Coordinate annotation entries

:::

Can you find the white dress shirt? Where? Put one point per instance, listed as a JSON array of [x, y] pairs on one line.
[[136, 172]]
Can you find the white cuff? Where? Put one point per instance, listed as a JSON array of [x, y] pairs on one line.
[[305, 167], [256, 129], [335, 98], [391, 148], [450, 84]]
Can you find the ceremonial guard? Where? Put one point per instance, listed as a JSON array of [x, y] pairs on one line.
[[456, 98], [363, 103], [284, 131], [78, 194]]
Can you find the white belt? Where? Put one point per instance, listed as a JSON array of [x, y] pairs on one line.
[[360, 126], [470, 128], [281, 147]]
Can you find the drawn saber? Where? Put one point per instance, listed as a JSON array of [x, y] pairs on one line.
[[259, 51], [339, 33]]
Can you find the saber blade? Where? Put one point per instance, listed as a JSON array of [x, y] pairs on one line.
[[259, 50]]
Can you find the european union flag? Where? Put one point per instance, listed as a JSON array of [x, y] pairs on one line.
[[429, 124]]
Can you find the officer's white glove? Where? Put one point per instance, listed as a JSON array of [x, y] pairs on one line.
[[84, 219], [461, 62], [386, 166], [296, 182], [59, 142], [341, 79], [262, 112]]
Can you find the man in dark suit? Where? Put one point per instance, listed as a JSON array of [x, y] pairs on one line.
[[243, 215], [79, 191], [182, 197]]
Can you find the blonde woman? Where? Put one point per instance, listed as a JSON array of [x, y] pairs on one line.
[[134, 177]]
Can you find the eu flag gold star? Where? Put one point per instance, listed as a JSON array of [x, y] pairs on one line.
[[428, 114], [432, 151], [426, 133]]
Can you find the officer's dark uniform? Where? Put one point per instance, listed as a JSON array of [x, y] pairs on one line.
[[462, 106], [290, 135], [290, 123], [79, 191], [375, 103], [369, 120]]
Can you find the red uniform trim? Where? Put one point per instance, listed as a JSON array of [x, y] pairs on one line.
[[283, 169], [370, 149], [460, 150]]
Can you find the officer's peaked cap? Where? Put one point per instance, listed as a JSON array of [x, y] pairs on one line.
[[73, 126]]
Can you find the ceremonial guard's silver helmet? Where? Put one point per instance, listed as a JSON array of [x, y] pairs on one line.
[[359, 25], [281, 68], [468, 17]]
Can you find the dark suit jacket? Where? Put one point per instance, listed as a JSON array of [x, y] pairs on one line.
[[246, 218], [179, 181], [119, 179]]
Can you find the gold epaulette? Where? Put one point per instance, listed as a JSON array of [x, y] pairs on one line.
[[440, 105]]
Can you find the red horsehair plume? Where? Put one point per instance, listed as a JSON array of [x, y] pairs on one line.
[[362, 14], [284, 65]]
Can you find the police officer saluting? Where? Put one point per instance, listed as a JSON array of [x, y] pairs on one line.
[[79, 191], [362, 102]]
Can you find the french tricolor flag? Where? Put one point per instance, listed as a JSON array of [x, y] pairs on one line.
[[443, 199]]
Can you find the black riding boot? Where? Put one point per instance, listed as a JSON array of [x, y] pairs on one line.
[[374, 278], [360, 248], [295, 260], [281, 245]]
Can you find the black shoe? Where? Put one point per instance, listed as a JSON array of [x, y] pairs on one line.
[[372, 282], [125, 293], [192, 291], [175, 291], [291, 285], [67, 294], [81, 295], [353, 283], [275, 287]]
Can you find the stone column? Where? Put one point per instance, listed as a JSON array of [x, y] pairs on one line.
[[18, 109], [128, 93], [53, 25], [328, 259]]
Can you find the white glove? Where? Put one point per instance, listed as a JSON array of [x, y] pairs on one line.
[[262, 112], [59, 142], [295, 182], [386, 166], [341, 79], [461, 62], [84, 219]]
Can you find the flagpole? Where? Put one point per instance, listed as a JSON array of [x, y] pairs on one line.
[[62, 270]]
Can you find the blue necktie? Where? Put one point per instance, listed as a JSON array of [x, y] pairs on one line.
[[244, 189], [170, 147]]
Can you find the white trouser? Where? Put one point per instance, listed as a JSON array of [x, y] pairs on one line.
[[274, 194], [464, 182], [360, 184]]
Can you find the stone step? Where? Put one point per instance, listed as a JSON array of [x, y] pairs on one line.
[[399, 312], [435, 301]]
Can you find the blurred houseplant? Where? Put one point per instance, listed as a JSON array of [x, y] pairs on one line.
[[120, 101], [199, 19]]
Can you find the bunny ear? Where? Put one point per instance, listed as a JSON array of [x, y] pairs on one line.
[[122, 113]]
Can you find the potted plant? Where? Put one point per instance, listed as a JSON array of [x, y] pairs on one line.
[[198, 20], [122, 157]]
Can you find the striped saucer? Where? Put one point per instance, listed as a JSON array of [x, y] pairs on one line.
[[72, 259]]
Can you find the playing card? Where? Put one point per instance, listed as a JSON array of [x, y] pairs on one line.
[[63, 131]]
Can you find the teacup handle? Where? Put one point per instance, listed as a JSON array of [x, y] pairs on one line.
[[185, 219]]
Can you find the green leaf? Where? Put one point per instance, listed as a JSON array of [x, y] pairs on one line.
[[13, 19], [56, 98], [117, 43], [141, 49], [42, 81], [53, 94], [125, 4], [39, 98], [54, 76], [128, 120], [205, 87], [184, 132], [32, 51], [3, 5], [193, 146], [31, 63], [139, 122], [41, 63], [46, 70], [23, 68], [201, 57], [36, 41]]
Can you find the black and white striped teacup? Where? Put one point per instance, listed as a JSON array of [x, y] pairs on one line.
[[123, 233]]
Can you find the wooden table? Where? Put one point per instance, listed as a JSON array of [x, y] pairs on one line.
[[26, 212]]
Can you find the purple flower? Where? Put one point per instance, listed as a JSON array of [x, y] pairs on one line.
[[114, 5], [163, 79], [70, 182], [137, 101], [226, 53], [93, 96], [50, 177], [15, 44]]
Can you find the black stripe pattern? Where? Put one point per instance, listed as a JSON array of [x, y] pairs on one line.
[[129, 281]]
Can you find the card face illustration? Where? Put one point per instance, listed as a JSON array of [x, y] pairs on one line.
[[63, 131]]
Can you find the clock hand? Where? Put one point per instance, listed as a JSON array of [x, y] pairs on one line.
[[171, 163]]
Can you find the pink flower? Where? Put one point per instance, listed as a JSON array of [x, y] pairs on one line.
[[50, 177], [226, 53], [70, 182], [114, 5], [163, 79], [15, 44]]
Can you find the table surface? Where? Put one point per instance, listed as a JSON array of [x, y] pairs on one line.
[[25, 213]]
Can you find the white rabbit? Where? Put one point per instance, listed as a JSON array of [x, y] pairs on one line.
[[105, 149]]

:::

[Written request]:
Reproduce every one of the entries above word for word, keeping each line unchanged and in its original order.

[Response to the task]:
Can you find the white dress shirt? Where? Put one point per instance, listed as a JSON array of [x, y] pairs on one line.
[[136, 172]]
Can you find the white cuff? Where? Put one point per instance, listed as a JSON array of [x, y] pairs on one line.
[[305, 167], [256, 129], [335, 98], [391, 148], [450, 84]]
Can you find the ceremonial guard? Where? Put one point per instance, listed as a JSON array of [x, y] pairs on one line.
[[456, 98], [363, 103], [284, 131], [78, 194]]
Can you find the white belt? Where? Put one point per instance, listed as a JSON array of [x, y] pairs on one line.
[[360, 126], [470, 128], [281, 147]]
Can you find the drawn saber? Where? Put one point per instance, listed as a JSON array of [x, y] pairs on one line.
[[259, 51], [339, 33]]
Can you find the saber blade? Where? Put one point per instance, listed as a JSON array of [x, y] pairs on one line.
[[259, 50]]
Can you find the european union flag? Where? Put one point per instance, listed as a JSON array of [x, y] pairs on one line.
[[429, 124]]
Can you find the officer's white glove? Where? Put one point per instance, listed as a JSON array of [x, y] pairs on one line.
[[84, 219], [461, 62], [386, 166], [296, 182], [59, 142], [341, 79], [262, 112]]
Can you find the man in dark suit? Where? Put one point per instance, listed as a JSON array of [x, y] pairs on one line.
[[243, 215], [79, 191], [182, 197]]
Can you find the blonde woman? Where? Put one point per instance, listed as a JSON array of [x, y] pairs on one line.
[[134, 177]]
Can you find the eu flag gold star? Where? Put one point per instance, listed as a JSON array of [x, y] pairs on one line.
[[428, 114], [432, 151], [426, 133]]
Can you find the officer's dark uniform? Where? Put one point per instance, listed as a JSON array of [x, y] pairs on one line.
[[462, 106], [290, 135], [290, 123], [79, 191], [375, 103], [369, 120]]
Can you find the red uniform trim? Where? Put one point per instance, listed as a JSON array of [x, y] pairs on one line.
[[283, 169], [370, 149], [460, 150]]
Can you find the officer's peaked cap? Where? Put one point per instance, listed as a JSON array of [x, y] pairs on one line.
[[73, 126]]
Can you find the ceremonial guard's silver helmet? Where? Put one point per instance, listed as a JSON array of [x, y] pairs on one line.
[[359, 25], [281, 68], [468, 17]]
Can you find the dark suit jacket? Where? Put one point per instance, listed as a JSON array of [x, y] pairs on one line.
[[246, 218], [179, 181], [119, 179]]
Can you find the gold epaulette? Where? Put one point per instance, listed as a JSON array of [x, y] pairs on one line.
[[440, 105]]
Can you find the red horsehair plume? Where? Put one point per instance, listed as a JSON array of [x, y] pairs on one line.
[[362, 14], [284, 65]]
Can you find the police officer saluting? Where? Put one point per instance, listed as a JSON array of [x, y] pairs on one line.
[[79, 191], [362, 102]]
Can you find the french tricolor flag? Where? Put one point per instance, listed as a JSON array of [x, y] pairs on one line.
[[443, 199]]
Can you find the black riding boot? Where? Put one point per instance, listed as a JSON array of [x, y] pairs on one line.
[[374, 278], [360, 248], [295, 260], [281, 245]]
Can you find the black shoe? Where? Put one point per instance, listed as a JSON array of [x, y] pairs on one line.
[[372, 282], [125, 293], [192, 291], [175, 291], [291, 285], [67, 294], [81, 295], [353, 283], [275, 287]]
Can you find the stone column? Where? Put one point per instance, listed as a JSON array of [x, y] pairs on one line.
[[18, 109], [128, 93], [53, 25], [328, 259]]
Can you find the white glove? Where? Put one point per instance, listed as a JSON array of [x, y] pairs on one line.
[[262, 112], [59, 142], [295, 182], [386, 166], [341, 79], [461, 62], [84, 219]]
Can you find the flagpole? Where? Put one point per instance, listed as a JSON array of [x, y] pairs on one line.
[[62, 270]]
Can you find the blue necktie? Where? Put one point per instance, listed as a JSON array of [x, y] pairs on one line.
[[244, 189], [170, 147]]
Can you find the white trouser? Where? Put one point per instance, listed as a JSON array of [x, y] pairs on one line.
[[274, 194], [464, 182], [360, 184]]
Can you find the stone step? Where? Put one point per instance, listed as a JSON array of [x, y] pairs on one line.
[[399, 312], [435, 301]]
Can you find the blurred houseplant? Where? Put one point per instance, listed as a JSON array of [x, y] pairs on one line.
[[120, 101], [199, 19]]
Can you find the bunny ear? Where? Put one point per instance, listed as a JSON array of [x, y] pairs on one line.
[[122, 113]]
Can you find the potted plant? Where? Put one point per instance, listed as a JSON array of [x, y] pairs on one line.
[[198, 20], [122, 157]]
Can you find the striped saucer? Where? Put one point per instance, listed as a JSON array of [x, y] pairs on one line.
[[72, 259]]
Can you find the playing card? Where? Put one point per instance, listed as a JSON array of [x, y] pairs on one line.
[[63, 131]]
Can you find the teacup handle? Where? Put one point per instance, listed as a JSON array of [x, y] pairs on one line.
[[185, 219]]
Can you find the green leaf? Where? Put one point per instance, listed as a JSON array of [x, y] pairs on one line.
[[13, 19], [56, 98], [117, 43], [141, 49], [42, 81], [53, 94], [125, 4], [39, 98], [54, 76], [128, 120], [205, 87], [184, 132], [32, 51], [3, 5], [193, 146], [31, 63], [139, 122], [41, 63], [46, 70], [23, 68], [201, 57], [36, 41]]
Can you find the black and white striped teacup? Where? Put one point per instance, listed as a JSON array of [x, y] pairs on one line.
[[123, 233]]
Can you find the wooden table? Where? Put one point per instance, listed as a JSON array of [x, y] pairs on one line.
[[26, 212]]
Can you find the purple flower? Where? Put one point per instance, listed as a JSON array of [x, y] pairs on one line.
[[114, 5], [163, 79], [70, 182], [137, 101], [226, 53], [93, 96], [50, 177], [15, 44]]
Can you find the black stripe pattern? Where? Put one point per instance, listed as a JSON array of [x, y] pairs on one line.
[[129, 281]]
Can you find the card face illustration? Where? Put one point per instance, listed as a JSON array of [x, y] pairs on one line.
[[63, 131]]
Can you find the clock hand? Where? Put one point per instance, listed as a JSON array of [x, y] pairs on one line.
[[171, 163]]
Can you find the pink flower? Where? Put one point per instance, listed as a JSON array of [x, y] pairs on one line.
[[50, 177], [226, 53], [70, 182], [114, 5], [163, 79], [15, 44]]
Can you find the table surface? Where? Put one point per instance, listed as a JSON array of [x, y] pairs on one line.
[[25, 213]]
Can you find the white rabbit? Where? Put one point per instance, listed as a JSON array of [x, y] pairs on one line.
[[105, 149]]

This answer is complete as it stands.